-- Exercise set --
a) Answer these questions about the mailing-list message on sorted lists below:
(i) What is the name of the attribute the writer discusses?
(ii) What module does the quoted earlier message give as an example of something that requires lists to be sorted?
(iii) What kind of offer does the writer call awesome?
b) Extend the mailing-list message on sorted lists below, starting right after its final line.

===== Document section =====

Basically, I like this idea and of course theoretically it has use cases. But
in the proposed form, it feels strongly curtailed. In practice, what does
it mean to be sorted?

[('a', 1),('b', 2),('bb', 4),('aaa', 3)]  # Is this list sorted?
[('a', 1),('aaa', 3),('b', 2),('bb', 4)]  # or this?
[('a', 1),('b', 2),('aaa', 3),('bb', 4)]  # or that?

The right answer is that they are all sorted by some means. So, if you
offer this __is_sorted__ attribute only for a very special case 1d list of
numbers - this makes no sense.  (Just re-read the recent thread, why .join
is the string method and not the *list *method). On the other hand If you
offer *some sort of a general protocol* storing a sort key or some other
useful information, then this is awesome! But is this achievable in
practice?

with kind regards,
-gdg

пн, 8 апр. 2019 г. в 05:38, Steven D'Aprano <st...@pearwood.info>:

> There are quite a few important algorithms which require lists to be
> sorted. For example, the bisect module, and for statistics median and
> other quantiles.

===== Data section =====

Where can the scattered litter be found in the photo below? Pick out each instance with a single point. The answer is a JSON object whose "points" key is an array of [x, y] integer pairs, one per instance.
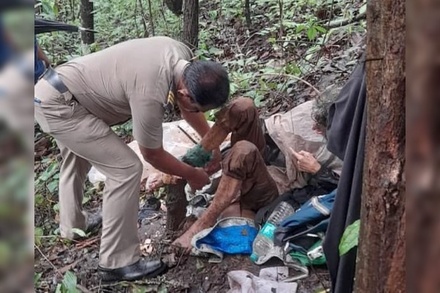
{"points": [[147, 247], [270, 280], [232, 235]]}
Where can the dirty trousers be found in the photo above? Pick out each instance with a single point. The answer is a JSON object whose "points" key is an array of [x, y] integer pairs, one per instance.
{"points": [[245, 160], [85, 140]]}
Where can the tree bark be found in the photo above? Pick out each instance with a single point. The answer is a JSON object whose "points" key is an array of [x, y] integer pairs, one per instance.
{"points": [[176, 205], [381, 254], [175, 6], [247, 13], [191, 23], [87, 21]]}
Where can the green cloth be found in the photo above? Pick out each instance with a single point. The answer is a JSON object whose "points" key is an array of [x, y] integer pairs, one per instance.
{"points": [[197, 156]]}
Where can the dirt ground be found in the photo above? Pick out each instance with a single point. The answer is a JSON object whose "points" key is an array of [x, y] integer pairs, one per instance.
{"points": [[188, 274], [54, 256]]}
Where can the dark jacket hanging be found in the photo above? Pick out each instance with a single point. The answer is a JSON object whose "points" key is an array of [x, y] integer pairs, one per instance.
{"points": [[346, 139]]}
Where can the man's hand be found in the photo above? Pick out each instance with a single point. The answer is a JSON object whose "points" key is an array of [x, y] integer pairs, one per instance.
{"points": [[157, 180], [214, 165], [306, 162], [198, 179]]}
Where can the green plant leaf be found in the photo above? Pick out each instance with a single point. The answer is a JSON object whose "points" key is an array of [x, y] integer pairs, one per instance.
{"points": [[79, 232], [37, 278], [59, 289], [311, 33], [38, 232], [350, 238], [49, 172], [320, 29], [52, 186], [70, 282]]}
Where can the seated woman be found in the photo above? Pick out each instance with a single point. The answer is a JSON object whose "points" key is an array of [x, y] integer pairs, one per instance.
{"points": [[247, 183]]}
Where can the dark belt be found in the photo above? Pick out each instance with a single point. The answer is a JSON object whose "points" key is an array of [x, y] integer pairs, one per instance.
{"points": [[52, 77]]}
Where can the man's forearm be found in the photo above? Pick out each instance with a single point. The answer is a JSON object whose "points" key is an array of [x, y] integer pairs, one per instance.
{"points": [[167, 163]]}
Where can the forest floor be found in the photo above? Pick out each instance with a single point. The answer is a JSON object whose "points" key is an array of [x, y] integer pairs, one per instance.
{"points": [[335, 60]]}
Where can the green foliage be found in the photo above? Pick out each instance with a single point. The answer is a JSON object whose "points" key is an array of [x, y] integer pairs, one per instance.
{"points": [[350, 238]]}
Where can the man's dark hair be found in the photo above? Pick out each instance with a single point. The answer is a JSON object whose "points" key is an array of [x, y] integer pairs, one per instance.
{"points": [[207, 83]]}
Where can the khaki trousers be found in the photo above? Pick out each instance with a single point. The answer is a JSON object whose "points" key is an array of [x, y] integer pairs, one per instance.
{"points": [[85, 140]]}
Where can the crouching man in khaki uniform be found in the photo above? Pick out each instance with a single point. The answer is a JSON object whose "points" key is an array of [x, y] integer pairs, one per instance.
{"points": [[79, 101]]}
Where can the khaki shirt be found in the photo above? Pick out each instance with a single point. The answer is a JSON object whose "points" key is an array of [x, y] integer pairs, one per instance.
{"points": [[134, 79]]}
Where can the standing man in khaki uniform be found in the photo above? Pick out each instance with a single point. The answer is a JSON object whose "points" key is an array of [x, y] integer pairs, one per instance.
{"points": [[79, 102]]}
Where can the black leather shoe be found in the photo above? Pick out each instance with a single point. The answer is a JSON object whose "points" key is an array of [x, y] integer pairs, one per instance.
{"points": [[139, 270]]}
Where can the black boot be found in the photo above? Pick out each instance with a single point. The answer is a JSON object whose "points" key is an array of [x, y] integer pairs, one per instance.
{"points": [[139, 270]]}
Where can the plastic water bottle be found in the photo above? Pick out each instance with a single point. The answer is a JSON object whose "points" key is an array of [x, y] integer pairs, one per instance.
{"points": [[263, 247]]}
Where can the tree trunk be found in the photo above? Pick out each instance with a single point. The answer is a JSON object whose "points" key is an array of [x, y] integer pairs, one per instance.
{"points": [[247, 13], [381, 254], [176, 205], [175, 6], [191, 23], [87, 21], [423, 120]]}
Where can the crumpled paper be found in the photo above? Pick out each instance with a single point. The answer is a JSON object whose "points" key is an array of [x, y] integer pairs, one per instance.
{"points": [[270, 280]]}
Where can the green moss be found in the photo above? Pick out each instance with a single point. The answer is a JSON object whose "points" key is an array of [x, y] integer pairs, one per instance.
{"points": [[197, 156]]}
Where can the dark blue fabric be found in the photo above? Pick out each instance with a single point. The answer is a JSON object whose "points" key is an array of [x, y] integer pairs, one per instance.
{"points": [[230, 240], [39, 65], [304, 218], [346, 139]]}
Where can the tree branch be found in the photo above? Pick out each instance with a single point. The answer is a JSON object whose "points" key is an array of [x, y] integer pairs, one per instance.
{"points": [[344, 22]]}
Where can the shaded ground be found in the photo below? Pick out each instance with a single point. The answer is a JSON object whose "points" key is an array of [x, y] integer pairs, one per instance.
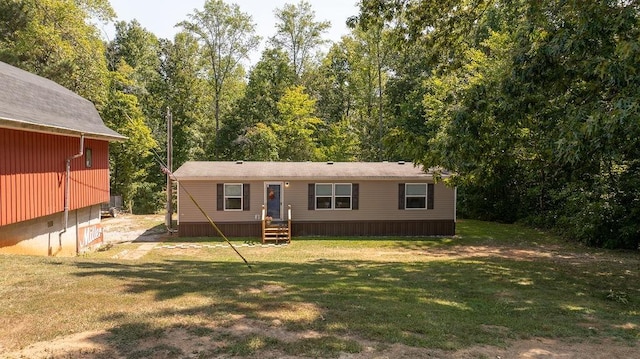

=====

-- Results --
a)
(i) __is_sorted__
(ii) The bisect module.
(iii) Some sort of a general protocol storing a sort key or some other useful information.

b)
>
> Sorting a list is potentially expensive: while Timsort is very
> efficient, it is still ultimately an O(N log N) algorithm which limits
> how efficient it can be. Checking whether a list is sorted is O(N).
>
> What if we could check that lists were sorted in constant time?
>
> Proposal: let's give lists a dunder flag, __issorted__, that tracks
> whether the list is definitely sorted or not:
>
> - Empty lists, or lists with a single item, are created with
>   __issorted__ = True; lists with two or more items are created
>   with the flag set to False.
>
> - Appending or inserting items sets the flag to False.
>
> - Deleting or popping items doesn't change the flag.
>
> - Reversing the list doesn't change the flag.
>
> - Sorting it sets the flag to True. (The sort method should NOT
>   assume the list is sorted just because the flag is set.)
>
> Functions that require the list to be sorted can use the flag as a
> quick check:
>
>     if not alist.__issorted__:
>         alist.sort()
>     ...
>
> The flag will be writable, so that functions such as those in
> bisect can mark that they have kept the sorted invariant:
>
>
>     bisect.insort(alist, x)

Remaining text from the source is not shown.